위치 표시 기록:
========================================

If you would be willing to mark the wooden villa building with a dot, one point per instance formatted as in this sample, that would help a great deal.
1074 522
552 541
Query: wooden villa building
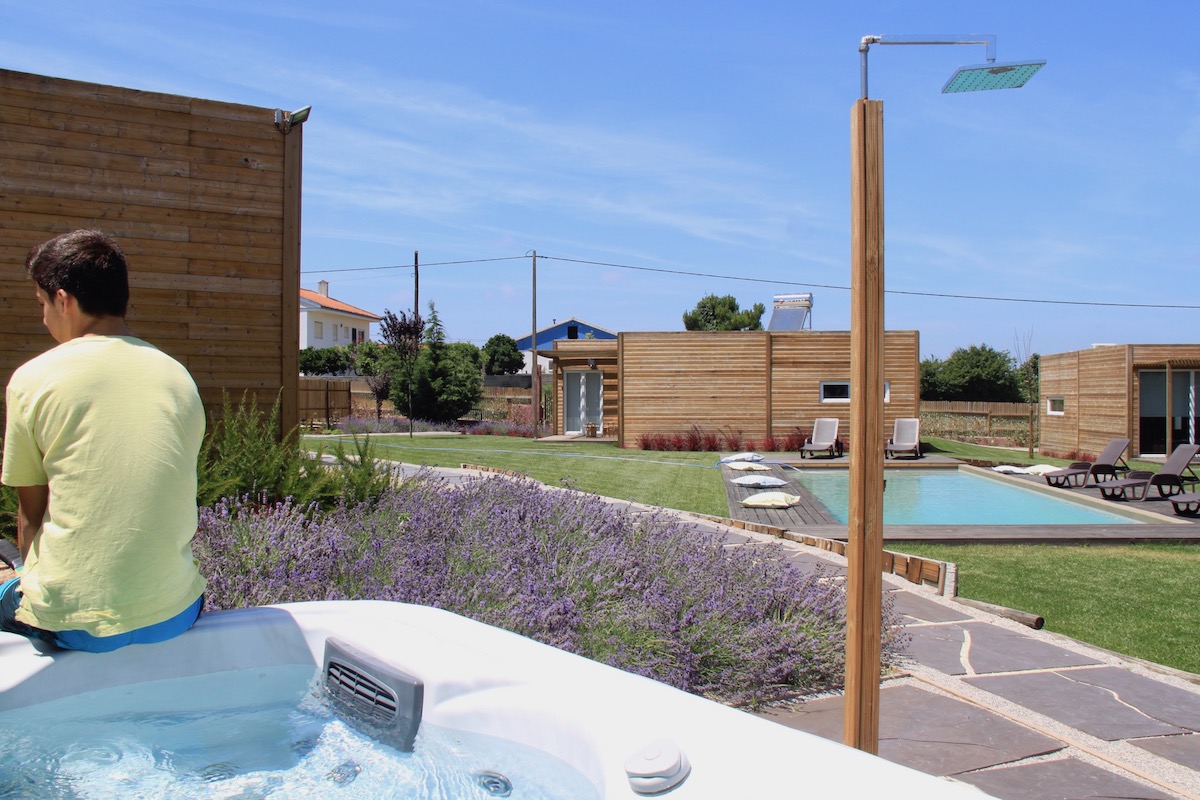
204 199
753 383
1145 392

========================================

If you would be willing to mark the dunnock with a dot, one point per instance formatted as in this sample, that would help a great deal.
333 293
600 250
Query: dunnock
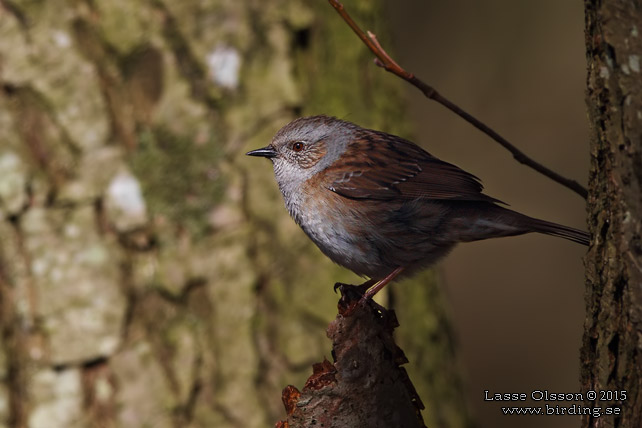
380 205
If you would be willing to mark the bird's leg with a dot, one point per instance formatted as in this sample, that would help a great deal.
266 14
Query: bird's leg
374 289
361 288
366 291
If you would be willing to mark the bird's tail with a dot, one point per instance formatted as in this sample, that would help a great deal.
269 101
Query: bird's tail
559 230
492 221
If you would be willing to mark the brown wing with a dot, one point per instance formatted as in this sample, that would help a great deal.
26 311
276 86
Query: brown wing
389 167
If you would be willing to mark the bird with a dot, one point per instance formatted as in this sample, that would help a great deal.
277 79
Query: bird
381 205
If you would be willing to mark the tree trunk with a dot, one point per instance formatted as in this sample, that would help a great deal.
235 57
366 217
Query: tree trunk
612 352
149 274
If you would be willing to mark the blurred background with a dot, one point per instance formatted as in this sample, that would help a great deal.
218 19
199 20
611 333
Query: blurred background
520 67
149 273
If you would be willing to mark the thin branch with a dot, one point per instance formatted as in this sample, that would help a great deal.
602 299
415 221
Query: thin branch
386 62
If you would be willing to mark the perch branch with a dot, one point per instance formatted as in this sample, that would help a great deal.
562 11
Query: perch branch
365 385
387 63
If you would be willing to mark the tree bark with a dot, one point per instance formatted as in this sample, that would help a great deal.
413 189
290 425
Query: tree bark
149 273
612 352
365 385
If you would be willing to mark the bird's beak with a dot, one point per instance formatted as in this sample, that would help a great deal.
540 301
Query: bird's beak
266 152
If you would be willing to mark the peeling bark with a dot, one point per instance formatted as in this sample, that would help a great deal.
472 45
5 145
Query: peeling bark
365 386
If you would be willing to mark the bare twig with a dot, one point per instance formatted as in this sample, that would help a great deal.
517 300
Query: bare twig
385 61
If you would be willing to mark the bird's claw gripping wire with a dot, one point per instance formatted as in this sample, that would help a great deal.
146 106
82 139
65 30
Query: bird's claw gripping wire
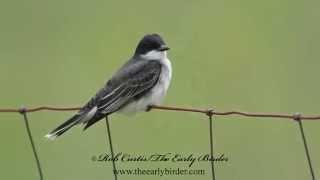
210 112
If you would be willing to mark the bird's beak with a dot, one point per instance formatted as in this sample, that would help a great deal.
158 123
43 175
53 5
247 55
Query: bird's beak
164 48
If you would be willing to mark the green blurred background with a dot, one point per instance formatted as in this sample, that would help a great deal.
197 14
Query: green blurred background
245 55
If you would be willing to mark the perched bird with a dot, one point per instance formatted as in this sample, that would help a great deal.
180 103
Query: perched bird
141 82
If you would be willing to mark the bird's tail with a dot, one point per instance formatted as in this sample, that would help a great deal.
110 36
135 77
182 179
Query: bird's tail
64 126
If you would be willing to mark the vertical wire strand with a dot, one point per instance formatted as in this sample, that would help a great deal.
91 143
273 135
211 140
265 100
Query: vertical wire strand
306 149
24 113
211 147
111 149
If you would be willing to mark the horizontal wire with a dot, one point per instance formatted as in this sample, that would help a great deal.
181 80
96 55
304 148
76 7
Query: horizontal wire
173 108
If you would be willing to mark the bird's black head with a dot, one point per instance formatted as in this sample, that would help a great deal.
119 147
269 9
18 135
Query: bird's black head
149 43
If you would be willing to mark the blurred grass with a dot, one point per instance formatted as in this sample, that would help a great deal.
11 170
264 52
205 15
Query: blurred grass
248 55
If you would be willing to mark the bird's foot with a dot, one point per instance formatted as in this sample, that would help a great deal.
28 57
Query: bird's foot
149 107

========================================

과제 목표:
위 기록에서 "branch" 문자열이 들어 있는 줄을 모두 찾아 한 줄도 빠짐없이 옮겨 적어 주세요. 대소문자를 구분합니다.

실습 결과:
If you would be willing to mark the thin branch with a dot, one point per instance formatted as in this sample, that would help a great deal.
Query: thin branch
If you would be willing to mark the perch branch with a dot, one point per instance formatted as in this sample, that would help a great deal.
Query: perch branch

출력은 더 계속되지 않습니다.